Pointing and labeling entries:

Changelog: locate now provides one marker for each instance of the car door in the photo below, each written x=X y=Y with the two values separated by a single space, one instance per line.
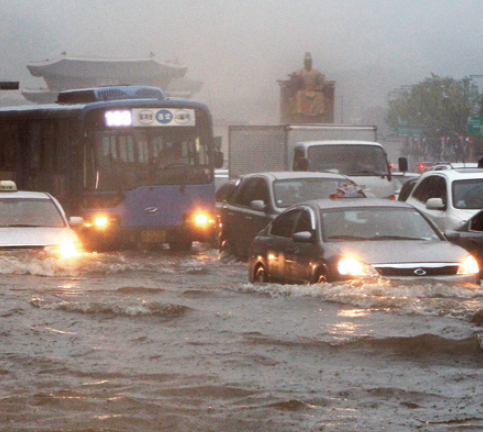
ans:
x=471 y=237
x=245 y=221
x=280 y=237
x=431 y=187
x=299 y=255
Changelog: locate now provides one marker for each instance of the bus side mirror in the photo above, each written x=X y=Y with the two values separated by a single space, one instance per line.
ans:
x=402 y=164
x=218 y=159
x=300 y=164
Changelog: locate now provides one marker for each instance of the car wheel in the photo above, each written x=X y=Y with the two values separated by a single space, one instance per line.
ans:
x=181 y=245
x=321 y=277
x=226 y=246
x=260 y=274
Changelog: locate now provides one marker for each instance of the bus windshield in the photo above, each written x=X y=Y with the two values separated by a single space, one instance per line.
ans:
x=129 y=158
x=348 y=159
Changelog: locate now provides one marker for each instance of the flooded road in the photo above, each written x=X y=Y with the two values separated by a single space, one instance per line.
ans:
x=156 y=341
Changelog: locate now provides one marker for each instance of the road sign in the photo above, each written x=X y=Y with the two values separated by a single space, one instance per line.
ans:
x=474 y=125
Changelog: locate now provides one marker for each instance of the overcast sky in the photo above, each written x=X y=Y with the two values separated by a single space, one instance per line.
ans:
x=239 y=48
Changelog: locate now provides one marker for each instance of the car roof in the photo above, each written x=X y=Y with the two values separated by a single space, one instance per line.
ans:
x=339 y=142
x=24 y=194
x=293 y=175
x=325 y=203
x=405 y=174
x=454 y=174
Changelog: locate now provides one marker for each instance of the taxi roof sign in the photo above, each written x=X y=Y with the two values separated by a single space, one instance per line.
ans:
x=7 y=186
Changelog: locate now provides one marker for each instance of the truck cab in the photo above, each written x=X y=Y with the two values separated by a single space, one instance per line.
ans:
x=364 y=162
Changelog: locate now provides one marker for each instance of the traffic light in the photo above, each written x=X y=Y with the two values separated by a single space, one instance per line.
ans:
x=8 y=85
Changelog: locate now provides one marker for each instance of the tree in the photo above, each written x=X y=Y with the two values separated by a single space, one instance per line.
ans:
x=438 y=106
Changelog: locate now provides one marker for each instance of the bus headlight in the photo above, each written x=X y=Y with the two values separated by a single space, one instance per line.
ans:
x=468 y=266
x=351 y=266
x=99 y=222
x=202 y=219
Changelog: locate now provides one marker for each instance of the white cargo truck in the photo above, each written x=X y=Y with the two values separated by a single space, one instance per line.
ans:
x=351 y=150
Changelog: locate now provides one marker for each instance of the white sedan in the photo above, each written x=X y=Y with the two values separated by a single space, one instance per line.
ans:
x=35 y=221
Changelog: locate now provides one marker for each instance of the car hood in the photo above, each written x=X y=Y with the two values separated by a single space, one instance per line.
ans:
x=399 y=252
x=35 y=237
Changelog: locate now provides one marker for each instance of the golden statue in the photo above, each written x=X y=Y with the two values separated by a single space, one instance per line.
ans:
x=307 y=97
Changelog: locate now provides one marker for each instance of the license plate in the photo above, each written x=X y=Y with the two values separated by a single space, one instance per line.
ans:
x=153 y=236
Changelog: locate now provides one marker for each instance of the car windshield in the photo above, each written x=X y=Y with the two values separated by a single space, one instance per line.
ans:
x=468 y=194
x=17 y=213
x=376 y=223
x=348 y=159
x=293 y=191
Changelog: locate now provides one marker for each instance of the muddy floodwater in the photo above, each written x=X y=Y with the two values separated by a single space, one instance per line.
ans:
x=155 y=341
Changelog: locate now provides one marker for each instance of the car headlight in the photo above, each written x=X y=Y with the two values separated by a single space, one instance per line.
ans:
x=351 y=266
x=201 y=219
x=468 y=266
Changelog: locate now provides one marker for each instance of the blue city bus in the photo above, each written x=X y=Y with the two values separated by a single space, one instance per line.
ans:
x=136 y=165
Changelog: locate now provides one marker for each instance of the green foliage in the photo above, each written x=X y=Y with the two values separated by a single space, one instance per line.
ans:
x=439 y=106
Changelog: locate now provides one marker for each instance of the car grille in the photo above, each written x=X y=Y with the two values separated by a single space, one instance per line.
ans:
x=415 y=270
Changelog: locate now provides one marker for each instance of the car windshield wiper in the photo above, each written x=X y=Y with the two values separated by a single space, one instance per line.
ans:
x=368 y=172
x=346 y=237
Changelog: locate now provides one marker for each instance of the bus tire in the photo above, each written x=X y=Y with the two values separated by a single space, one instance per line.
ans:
x=260 y=274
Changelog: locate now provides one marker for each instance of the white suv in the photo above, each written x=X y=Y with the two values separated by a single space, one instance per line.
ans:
x=448 y=197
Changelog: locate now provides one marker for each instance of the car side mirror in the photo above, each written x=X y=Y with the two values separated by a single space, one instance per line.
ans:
x=76 y=221
x=302 y=237
x=402 y=164
x=218 y=159
x=435 y=204
x=257 y=205
x=452 y=235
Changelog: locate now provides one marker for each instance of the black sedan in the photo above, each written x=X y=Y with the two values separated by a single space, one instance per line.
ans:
x=258 y=198
x=333 y=240
x=470 y=237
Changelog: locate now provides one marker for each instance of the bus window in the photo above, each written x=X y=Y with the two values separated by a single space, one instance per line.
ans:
x=133 y=158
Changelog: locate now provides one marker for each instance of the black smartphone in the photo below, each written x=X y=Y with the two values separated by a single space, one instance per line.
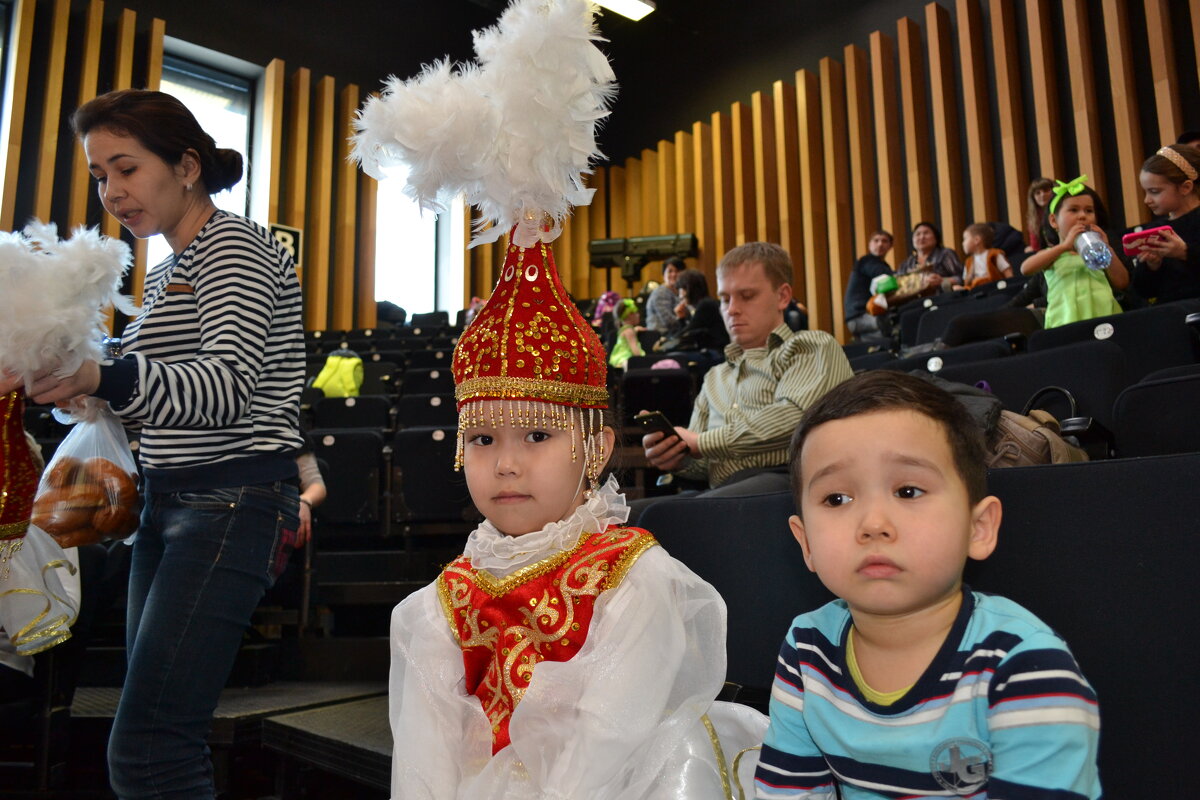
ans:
x=653 y=421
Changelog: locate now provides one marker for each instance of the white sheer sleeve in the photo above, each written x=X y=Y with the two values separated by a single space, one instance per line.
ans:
x=439 y=733
x=624 y=714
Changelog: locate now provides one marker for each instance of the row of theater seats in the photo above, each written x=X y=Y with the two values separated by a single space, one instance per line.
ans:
x=1137 y=376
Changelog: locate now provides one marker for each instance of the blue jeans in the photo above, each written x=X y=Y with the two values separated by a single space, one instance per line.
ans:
x=201 y=563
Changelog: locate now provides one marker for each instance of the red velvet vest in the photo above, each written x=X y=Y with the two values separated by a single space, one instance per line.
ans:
x=505 y=626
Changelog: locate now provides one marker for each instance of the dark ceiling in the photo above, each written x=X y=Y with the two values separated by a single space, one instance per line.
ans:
x=675 y=66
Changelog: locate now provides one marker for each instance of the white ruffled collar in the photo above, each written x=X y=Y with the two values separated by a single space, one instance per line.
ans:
x=502 y=554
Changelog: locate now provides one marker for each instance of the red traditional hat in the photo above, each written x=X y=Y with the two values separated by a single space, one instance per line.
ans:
x=529 y=342
x=532 y=349
x=18 y=473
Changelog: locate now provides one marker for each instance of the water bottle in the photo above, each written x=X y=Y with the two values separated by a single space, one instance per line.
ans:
x=1092 y=248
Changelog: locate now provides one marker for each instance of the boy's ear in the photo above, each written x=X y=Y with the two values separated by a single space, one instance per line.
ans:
x=610 y=440
x=984 y=528
x=801 y=535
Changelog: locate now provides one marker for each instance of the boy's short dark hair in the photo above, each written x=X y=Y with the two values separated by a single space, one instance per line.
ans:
x=881 y=390
x=985 y=233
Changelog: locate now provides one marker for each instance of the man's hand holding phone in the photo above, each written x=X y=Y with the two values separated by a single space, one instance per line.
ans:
x=666 y=445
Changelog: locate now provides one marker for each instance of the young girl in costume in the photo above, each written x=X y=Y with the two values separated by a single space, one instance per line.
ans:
x=1075 y=292
x=627 y=344
x=563 y=654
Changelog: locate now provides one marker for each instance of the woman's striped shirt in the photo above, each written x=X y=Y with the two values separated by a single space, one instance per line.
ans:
x=214 y=364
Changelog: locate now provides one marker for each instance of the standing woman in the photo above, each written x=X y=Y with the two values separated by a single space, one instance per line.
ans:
x=928 y=254
x=1169 y=264
x=211 y=372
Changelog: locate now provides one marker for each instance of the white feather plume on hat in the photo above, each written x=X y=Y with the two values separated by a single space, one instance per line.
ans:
x=515 y=132
x=52 y=306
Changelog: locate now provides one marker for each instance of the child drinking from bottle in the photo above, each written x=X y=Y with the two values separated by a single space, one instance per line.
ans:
x=1077 y=290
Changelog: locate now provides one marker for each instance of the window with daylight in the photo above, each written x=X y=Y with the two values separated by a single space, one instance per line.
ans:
x=222 y=103
x=419 y=257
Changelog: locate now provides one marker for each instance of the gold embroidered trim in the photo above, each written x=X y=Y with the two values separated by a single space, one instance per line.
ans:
x=552 y=391
x=13 y=529
x=58 y=630
x=720 y=756
x=737 y=763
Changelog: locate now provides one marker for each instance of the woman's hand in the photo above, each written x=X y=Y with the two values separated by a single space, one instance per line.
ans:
x=1162 y=245
x=48 y=386
x=304 y=531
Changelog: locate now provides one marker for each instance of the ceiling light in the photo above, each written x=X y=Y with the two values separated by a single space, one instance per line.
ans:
x=633 y=8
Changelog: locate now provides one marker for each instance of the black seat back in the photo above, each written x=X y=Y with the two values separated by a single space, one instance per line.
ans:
x=745 y=549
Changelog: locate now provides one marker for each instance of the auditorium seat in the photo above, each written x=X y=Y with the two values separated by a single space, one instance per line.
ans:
x=1093 y=372
x=355 y=459
x=423 y=410
x=1103 y=552
x=379 y=377
x=363 y=411
x=1152 y=338
x=425 y=483
x=745 y=549
x=934 y=323
x=937 y=360
x=427 y=382
x=1161 y=414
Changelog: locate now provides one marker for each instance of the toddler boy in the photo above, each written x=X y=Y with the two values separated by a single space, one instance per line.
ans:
x=983 y=263
x=912 y=685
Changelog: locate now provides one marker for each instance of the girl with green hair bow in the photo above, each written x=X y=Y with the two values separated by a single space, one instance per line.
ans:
x=1075 y=292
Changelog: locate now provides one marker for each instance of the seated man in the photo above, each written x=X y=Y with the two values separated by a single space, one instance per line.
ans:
x=749 y=405
x=858 y=288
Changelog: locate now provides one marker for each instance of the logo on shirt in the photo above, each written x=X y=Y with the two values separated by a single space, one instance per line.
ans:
x=961 y=765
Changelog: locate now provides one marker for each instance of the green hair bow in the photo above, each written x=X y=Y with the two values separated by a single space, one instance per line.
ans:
x=1062 y=190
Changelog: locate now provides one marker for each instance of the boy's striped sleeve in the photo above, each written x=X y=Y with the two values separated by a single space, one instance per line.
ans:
x=791 y=765
x=1044 y=726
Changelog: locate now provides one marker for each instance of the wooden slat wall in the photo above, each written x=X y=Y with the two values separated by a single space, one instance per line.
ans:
x=757 y=170
x=766 y=168
x=879 y=143
x=915 y=104
x=1077 y=22
x=89 y=77
x=889 y=154
x=1008 y=100
x=973 y=68
x=16 y=91
x=841 y=247
x=947 y=139
x=745 y=221
x=813 y=199
x=1043 y=66
x=1125 y=109
x=863 y=175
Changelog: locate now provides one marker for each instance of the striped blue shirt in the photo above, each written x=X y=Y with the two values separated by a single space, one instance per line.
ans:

Brief:
Quote the items above verbatim, starting at the line that contains "the black sedan" and ending at the line that contains "x=133 y=158", with both of those lines included.

Written answer:
Changelog: locate now provides one marker for each instance of the black sedan in the photo above, each written x=X y=Y with the two values separated by a single space, one instance per line.
ans:
x=258 y=198
x=333 y=240
x=470 y=237
Changelog: locate now provides one marker for each instance of the bus window in the photo above, each written x=X y=Y with the two values separated by a single space, one instance per line.
ans:
x=133 y=158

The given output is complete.